Records Block Start
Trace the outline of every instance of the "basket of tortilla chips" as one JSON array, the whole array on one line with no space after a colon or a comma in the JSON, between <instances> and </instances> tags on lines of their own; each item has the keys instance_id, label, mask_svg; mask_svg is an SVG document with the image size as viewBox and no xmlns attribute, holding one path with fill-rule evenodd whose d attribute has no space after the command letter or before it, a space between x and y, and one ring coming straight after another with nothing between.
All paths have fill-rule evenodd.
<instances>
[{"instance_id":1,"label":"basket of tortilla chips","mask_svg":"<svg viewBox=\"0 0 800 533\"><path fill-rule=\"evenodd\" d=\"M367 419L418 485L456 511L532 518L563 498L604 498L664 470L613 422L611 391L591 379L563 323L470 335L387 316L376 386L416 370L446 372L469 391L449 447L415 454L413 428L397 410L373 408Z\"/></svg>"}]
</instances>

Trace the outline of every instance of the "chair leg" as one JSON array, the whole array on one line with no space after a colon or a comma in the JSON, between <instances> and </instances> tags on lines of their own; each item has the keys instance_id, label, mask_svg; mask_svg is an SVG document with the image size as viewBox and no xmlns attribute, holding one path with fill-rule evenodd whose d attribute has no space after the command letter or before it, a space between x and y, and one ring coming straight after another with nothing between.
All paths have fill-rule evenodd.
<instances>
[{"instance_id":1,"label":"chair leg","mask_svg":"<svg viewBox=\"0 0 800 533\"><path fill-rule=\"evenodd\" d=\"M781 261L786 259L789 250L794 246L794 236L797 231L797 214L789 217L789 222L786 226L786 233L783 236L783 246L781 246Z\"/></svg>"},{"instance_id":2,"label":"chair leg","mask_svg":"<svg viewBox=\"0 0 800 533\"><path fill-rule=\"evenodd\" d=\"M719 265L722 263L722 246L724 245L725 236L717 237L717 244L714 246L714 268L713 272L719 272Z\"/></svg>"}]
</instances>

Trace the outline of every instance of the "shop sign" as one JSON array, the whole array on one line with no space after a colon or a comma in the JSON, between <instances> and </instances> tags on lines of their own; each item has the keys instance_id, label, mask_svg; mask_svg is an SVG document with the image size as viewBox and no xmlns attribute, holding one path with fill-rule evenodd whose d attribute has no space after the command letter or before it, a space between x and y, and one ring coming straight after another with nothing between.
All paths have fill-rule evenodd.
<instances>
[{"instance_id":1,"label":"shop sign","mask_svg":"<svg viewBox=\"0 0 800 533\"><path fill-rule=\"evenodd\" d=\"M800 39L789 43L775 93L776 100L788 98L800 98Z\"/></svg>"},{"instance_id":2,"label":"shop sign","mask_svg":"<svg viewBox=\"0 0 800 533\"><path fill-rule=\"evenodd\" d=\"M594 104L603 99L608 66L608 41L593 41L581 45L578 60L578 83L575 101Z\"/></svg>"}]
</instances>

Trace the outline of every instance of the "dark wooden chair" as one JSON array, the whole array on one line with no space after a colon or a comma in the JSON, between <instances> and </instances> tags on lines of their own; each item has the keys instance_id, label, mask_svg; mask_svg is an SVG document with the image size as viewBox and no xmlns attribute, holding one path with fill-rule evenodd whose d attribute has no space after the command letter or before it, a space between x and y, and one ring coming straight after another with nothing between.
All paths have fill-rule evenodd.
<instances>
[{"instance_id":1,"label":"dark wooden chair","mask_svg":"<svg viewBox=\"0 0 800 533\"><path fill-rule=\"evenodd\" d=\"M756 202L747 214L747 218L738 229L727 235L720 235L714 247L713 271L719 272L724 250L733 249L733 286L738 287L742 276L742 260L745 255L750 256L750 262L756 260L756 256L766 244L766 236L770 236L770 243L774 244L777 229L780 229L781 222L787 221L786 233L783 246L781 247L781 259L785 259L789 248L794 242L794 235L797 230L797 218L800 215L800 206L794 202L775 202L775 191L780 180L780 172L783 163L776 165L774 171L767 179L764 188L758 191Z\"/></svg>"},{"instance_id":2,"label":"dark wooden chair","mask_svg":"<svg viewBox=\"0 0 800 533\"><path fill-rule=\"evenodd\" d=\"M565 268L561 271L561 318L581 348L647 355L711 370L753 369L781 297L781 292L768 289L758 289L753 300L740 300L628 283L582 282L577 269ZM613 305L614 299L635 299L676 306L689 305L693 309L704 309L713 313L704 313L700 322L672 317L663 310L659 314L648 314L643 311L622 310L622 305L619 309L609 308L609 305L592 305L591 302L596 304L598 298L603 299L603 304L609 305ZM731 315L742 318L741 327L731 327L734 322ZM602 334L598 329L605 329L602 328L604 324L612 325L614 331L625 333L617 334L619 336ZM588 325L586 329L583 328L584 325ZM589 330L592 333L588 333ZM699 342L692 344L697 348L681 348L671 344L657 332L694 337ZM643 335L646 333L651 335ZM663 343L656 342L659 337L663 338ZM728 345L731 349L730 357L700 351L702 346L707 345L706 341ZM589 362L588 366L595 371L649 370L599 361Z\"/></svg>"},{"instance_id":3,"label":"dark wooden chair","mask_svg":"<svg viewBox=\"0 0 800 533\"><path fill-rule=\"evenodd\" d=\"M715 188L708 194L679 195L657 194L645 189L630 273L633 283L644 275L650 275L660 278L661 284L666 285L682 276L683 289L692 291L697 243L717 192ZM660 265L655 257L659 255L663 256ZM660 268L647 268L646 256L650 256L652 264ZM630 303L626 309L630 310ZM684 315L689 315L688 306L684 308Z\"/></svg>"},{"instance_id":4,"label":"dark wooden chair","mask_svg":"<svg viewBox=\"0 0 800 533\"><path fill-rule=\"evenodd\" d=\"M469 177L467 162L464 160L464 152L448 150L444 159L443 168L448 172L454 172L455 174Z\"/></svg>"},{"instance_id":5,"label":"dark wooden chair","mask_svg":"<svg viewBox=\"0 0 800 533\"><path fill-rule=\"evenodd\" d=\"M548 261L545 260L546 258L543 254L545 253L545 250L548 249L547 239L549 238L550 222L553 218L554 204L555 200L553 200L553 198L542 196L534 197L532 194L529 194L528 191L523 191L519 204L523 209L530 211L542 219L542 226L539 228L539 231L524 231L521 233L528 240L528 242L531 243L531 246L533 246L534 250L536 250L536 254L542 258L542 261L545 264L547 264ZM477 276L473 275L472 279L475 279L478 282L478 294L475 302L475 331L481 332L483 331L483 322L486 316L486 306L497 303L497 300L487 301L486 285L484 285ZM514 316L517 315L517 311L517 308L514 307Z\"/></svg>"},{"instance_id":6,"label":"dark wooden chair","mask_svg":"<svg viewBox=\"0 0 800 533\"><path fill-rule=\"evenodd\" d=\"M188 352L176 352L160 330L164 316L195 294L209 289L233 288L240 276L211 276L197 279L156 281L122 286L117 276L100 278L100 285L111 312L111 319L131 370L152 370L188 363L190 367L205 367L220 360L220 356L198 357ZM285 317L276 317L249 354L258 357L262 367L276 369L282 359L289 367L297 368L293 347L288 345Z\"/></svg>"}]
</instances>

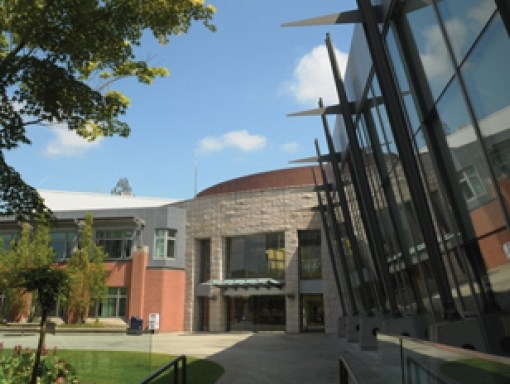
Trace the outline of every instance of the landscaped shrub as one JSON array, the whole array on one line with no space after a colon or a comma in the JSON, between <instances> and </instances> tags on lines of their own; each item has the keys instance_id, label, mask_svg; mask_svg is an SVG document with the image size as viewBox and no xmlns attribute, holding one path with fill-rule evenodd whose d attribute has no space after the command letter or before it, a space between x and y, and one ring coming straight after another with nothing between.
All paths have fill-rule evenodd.
<instances>
[{"instance_id":1,"label":"landscaped shrub","mask_svg":"<svg viewBox=\"0 0 510 384\"><path fill-rule=\"evenodd\" d=\"M2 344L0 343L0 350ZM29 383L35 361L35 351L30 348L14 347L11 353L2 351L0 356L0 384ZM69 363L57 355L57 349L43 350L39 364L40 384L78 383L76 371Z\"/></svg>"}]
</instances>

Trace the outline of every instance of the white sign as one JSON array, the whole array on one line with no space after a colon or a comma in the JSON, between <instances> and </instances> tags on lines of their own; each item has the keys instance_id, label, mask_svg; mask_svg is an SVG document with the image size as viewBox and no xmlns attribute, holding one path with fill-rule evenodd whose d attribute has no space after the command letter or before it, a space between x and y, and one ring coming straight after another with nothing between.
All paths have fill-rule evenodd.
<instances>
[{"instance_id":1,"label":"white sign","mask_svg":"<svg viewBox=\"0 0 510 384\"><path fill-rule=\"evenodd\" d=\"M159 313L149 313L149 330L159 330Z\"/></svg>"}]
</instances>

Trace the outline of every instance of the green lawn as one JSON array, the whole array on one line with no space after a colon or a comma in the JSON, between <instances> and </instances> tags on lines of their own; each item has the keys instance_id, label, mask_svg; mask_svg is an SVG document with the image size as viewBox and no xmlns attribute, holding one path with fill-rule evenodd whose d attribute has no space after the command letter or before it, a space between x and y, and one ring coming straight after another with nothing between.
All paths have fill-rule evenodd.
<instances>
[{"instance_id":1,"label":"green lawn","mask_svg":"<svg viewBox=\"0 0 510 384\"><path fill-rule=\"evenodd\" d=\"M138 383L150 373L164 366L175 356L140 352L59 350L77 371L80 383L118 384ZM187 383L215 383L224 369L208 360L187 357ZM167 373L153 383L168 383Z\"/></svg>"},{"instance_id":2,"label":"green lawn","mask_svg":"<svg viewBox=\"0 0 510 384\"><path fill-rule=\"evenodd\" d=\"M508 384L510 366L481 359L464 359L441 365L441 373L462 384Z\"/></svg>"}]
</instances>

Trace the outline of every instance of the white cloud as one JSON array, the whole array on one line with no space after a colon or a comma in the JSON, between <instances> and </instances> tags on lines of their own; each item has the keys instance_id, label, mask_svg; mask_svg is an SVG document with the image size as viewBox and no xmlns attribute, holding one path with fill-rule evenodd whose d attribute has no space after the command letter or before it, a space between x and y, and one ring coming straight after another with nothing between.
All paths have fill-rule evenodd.
<instances>
[{"instance_id":1,"label":"white cloud","mask_svg":"<svg viewBox=\"0 0 510 384\"><path fill-rule=\"evenodd\" d=\"M68 130L64 125L52 126L50 130L55 138L44 149L44 154L47 156L82 156L88 150L97 147L101 141L101 138L92 142L87 141L73 131Z\"/></svg>"},{"instance_id":2,"label":"white cloud","mask_svg":"<svg viewBox=\"0 0 510 384\"><path fill-rule=\"evenodd\" d=\"M300 145L296 142L291 142L283 144L280 148L285 153L296 153L299 151Z\"/></svg>"},{"instance_id":3,"label":"white cloud","mask_svg":"<svg viewBox=\"0 0 510 384\"><path fill-rule=\"evenodd\" d=\"M481 1L480 4L469 10L468 16L477 24L476 27L484 25L494 12L492 1Z\"/></svg>"},{"instance_id":4,"label":"white cloud","mask_svg":"<svg viewBox=\"0 0 510 384\"><path fill-rule=\"evenodd\" d=\"M225 148L235 148L243 152L263 149L267 139L261 135L251 135L247 130L231 131L218 137L207 136L198 142L199 153L218 152Z\"/></svg>"},{"instance_id":5,"label":"white cloud","mask_svg":"<svg viewBox=\"0 0 510 384\"><path fill-rule=\"evenodd\" d=\"M335 49L340 72L343 76L348 55ZM333 73L325 45L319 45L301 57L294 69L293 78L284 85L301 104L317 104L319 98L325 104L338 103Z\"/></svg>"}]
</instances>

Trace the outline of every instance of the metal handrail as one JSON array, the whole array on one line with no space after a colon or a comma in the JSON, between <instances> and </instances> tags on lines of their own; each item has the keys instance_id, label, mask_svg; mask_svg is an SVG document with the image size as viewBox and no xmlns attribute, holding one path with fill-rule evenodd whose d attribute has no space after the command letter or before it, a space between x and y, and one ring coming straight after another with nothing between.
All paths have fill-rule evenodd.
<instances>
[{"instance_id":1,"label":"metal handrail","mask_svg":"<svg viewBox=\"0 0 510 384\"><path fill-rule=\"evenodd\" d=\"M360 384L358 377L352 370L349 362L347 361L347 352L344 352L338 360L340 368L340 384Z\"/></svg>"},{"instance_id":2,"label":"metal handrail","mask_svg":"<svg viewBox=\"0 0 510 384\"><path fill-rule=\"evenodd\" d=\"M174 381L173 384L179 384L179 362L182 362L182 375L181 375L181 384L186 384L186 356L181 355L179 357L176 357L172 361L170 361L168 364L165 364L161 368L159 368L157 371L151 373L149 376L147 376L145 379L140 381L140 384L149 384L152 380L154 380L156 377L160 376L162 373L168 371L170 368L174 369Z\"/></svg>"}]
</instances>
Records Block End
§ What the task requires
Word for word, restate the lines of the data above that fall between the line holding "Trace the outline of every instance of the landscaped" and the line holding "Trace the outline of every instance of the green", inclusive, and no other lines.

§ Task answer
Trace the outline of every instance of the landscaped shrub as one JSON array, the whole array on one line with no space after a colon or a comma in the JSON, between <instances> and </instances> tags on lines of their own; each item has the keys instance_id, label, mask_svg; mask_svg is an SVG document with the image size as viewBox and no xmlns attribute, holding one path with fill-rule evenodd whose d attribute has no space after the command letter or before it, a space between x and y, and one ring coming straight after another with nothing between.
All paths have fill-rule evenodd.
<instances>
[{"instance_id":1,"label":"landscaped shrub","mask_svg":"<svg viewBox=\"0 0 510 384\"><path fill-rule=\"evenodd\" d=\"M2 344L0 343L0 350ZM29 383L35 361L35 351L30 348L14 347L11 353L2 351L0 356L0 384ZM69 363L57 355L57 349L43 350L39 364L40 384L78 383L76 371Z\"/></svg>"}]
</instances>

Trace the outline of every instance of the white sign as one JSON array, the whole array on one line with no space after a colon or a comma in the JSON, between <instances> and </instances> tags on lines of their own; each item has the keys instance_id, label, mask_svg; mask_svg is an SVG document with the image size as viewBox and no xmlns attribute, holding one path with fill-rule evenodd whose d attribute has no space after the command letter or before it, a space between x and y, and one ring coming straight after another with nothing between.
All paths have fill-rule evenodd.
<instances>
[{"instance_id":1,"label":"white sign","mask_svg":"<svg viewBox=\"0 0 510 384\"><path fill-rule=\"evenodd\" d=\"M159 313L149 313L149 330L159 330Z\"/></svg>"}]
</instances>

Trace the outline of every instance of the green lawn as one JSON array, the whole array on one line with no space after a colon or a comma in the JSON, between <instances> and </instances> tags on lines of their own; each item has the keys instance_id, label, mask_svg; mask_svg is an SVG document with the image size as viewBox and no xmlns attribute, holding one path with fill-rule evenodd whose d attribute has no space after the command letter or before it, a space between x and y, and one ring coming straight after another with nothing between.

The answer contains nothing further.